++++ Extract

Why we invested in (well, co-built) JUNO

At OSS Ventures, we invest in and co-build the software stack of the future of operations. As a venture builder existing since 2020, we created 12 companies of which 8 performed a series A, and are present in more than 800 factories throughout Europe. As builders of solutions for the manufacturing world, we are lucky to be at the forefront of the future of operations and are grateful for it. We took a habit, when a company gets created, to write the short story of how it went and the things we learned. You may find in the writing below interesting, as it is the true early stage story of JUNO blazing through uncertainty to find product/market fit, and sometimes some great jokes.

Productivity flat flat flat. Papers, papers, papers everywhere.

At the end of 2021, the OSS team had directly visited 180 factories (a record year) and had indirect information on 800 more. In heavy-regulation industries such as aerospace, pharmaceutical, pet food and agribusiness, the team noticed a disturbing trend : productivity was mostly flat. While big gains were going on with digitisation, automation, R&D in consumer goods, electronics, oil & gas, it had been five to ten years that those three sectors were having mostly flat productivity.

At OSS, we love a good challenge. Finding weird-looking figures and understanding bottom-up what’s happening is usually a great place to stumble upon great ventures. So we collected all our findings from user research and looked at the space.

++++++++
++++ Source material

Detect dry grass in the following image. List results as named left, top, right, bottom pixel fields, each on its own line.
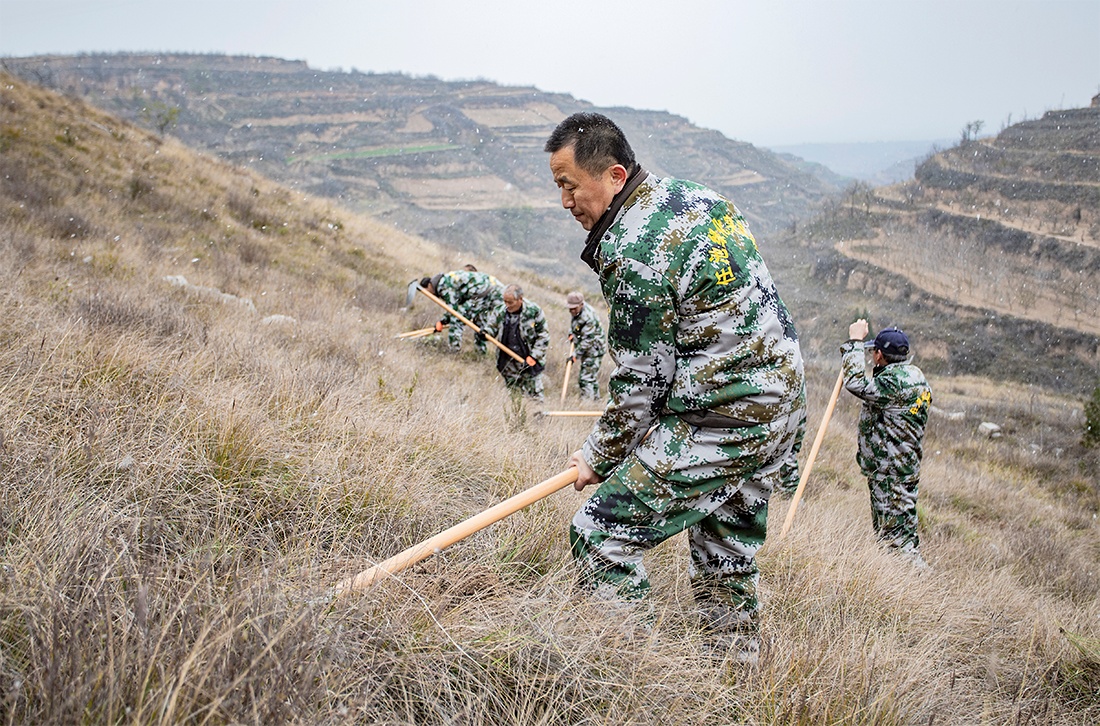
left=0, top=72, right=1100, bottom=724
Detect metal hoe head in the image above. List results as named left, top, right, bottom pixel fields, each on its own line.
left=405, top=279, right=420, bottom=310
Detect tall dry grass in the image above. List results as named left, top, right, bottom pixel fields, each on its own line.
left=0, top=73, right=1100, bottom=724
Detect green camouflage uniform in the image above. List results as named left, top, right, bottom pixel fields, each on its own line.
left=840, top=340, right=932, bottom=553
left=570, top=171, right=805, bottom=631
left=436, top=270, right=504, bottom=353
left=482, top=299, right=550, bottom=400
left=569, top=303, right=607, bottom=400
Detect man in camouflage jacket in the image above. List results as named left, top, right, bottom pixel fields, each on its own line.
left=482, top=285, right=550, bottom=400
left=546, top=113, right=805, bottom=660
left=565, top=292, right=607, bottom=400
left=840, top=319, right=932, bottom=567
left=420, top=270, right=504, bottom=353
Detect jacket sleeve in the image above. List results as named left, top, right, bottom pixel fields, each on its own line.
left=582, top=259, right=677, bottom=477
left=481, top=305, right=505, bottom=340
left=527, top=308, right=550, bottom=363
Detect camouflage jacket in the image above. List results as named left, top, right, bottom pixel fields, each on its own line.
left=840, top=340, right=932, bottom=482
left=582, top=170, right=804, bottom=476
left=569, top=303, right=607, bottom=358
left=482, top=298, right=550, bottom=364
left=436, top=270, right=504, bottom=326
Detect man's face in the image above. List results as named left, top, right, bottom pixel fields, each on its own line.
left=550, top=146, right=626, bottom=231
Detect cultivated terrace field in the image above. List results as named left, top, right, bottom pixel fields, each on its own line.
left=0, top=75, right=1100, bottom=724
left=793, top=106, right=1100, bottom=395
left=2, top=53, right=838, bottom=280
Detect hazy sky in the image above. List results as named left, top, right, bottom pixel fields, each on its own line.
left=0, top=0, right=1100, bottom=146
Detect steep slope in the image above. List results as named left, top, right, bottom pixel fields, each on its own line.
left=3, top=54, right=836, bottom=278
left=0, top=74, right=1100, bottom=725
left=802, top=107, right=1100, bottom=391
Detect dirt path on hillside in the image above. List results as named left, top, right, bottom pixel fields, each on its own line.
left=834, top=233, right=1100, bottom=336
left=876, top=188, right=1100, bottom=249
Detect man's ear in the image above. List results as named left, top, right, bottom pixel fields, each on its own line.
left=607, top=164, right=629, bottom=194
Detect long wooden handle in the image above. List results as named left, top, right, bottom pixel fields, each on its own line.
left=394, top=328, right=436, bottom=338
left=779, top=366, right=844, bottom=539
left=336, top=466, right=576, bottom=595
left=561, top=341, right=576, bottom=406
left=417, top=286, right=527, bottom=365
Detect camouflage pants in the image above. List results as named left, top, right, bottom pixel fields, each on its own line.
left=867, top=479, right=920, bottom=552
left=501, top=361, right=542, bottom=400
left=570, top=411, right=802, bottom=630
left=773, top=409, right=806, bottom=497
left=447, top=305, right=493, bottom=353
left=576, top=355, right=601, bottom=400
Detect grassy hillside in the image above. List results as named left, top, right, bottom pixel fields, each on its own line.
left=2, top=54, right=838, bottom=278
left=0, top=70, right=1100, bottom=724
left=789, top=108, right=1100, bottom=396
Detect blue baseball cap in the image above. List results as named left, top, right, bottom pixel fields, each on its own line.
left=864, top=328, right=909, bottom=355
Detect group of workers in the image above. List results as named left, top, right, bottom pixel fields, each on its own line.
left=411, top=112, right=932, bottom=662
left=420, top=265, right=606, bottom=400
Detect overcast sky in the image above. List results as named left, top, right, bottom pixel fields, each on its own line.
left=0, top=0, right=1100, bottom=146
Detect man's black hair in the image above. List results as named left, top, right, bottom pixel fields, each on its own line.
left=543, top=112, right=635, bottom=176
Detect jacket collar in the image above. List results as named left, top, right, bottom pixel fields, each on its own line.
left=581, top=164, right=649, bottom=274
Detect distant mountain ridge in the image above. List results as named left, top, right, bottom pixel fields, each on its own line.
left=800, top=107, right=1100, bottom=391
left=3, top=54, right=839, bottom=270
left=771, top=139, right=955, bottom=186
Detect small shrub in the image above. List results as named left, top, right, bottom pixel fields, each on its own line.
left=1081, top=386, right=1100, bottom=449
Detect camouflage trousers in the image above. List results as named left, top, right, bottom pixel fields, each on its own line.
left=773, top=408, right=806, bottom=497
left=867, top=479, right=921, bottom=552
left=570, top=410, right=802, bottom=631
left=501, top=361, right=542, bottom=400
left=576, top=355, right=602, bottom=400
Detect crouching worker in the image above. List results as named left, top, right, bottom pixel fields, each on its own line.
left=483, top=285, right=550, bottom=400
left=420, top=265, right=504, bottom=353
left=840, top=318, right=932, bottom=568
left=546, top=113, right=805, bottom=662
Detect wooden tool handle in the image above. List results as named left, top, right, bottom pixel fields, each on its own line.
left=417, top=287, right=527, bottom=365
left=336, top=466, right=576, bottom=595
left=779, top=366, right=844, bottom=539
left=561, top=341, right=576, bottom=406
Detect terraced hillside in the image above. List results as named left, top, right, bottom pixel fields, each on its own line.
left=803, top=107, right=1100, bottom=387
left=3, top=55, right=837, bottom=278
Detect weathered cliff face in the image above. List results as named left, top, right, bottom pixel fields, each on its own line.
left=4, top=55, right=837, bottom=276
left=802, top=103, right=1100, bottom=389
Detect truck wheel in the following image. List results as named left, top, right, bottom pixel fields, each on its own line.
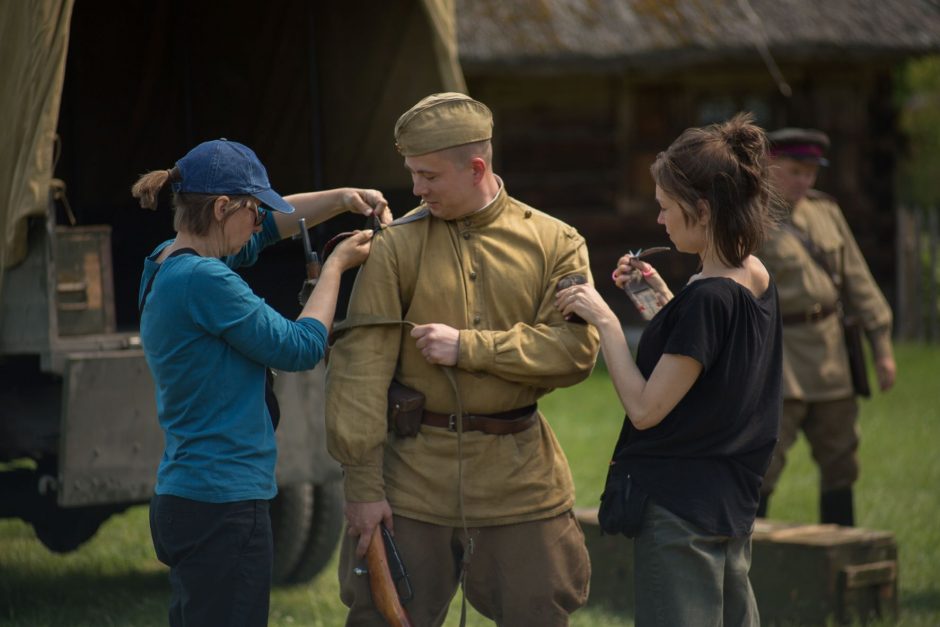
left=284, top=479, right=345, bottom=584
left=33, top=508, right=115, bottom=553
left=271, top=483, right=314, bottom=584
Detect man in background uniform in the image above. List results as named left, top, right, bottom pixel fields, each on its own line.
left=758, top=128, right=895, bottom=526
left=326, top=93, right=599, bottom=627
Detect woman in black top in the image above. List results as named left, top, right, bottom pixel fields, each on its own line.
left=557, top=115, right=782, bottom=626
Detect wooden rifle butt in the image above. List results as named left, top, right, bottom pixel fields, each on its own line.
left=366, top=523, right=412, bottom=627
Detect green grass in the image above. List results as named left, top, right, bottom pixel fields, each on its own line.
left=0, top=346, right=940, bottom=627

++++++++

== Exercise prompt ==
In the piece about JUNO, why did the OSS team collect its user research findings and look at the space after spotting flat productivity? Answer in one to three sentences.

== The answer ==
The team loves a good challenge. Finding weird-looking figures and understanding bottom-up what's happening is usually a great place to stumble upon great ventures, and the flat productivity in heavy-regulation industries was that kind of trend.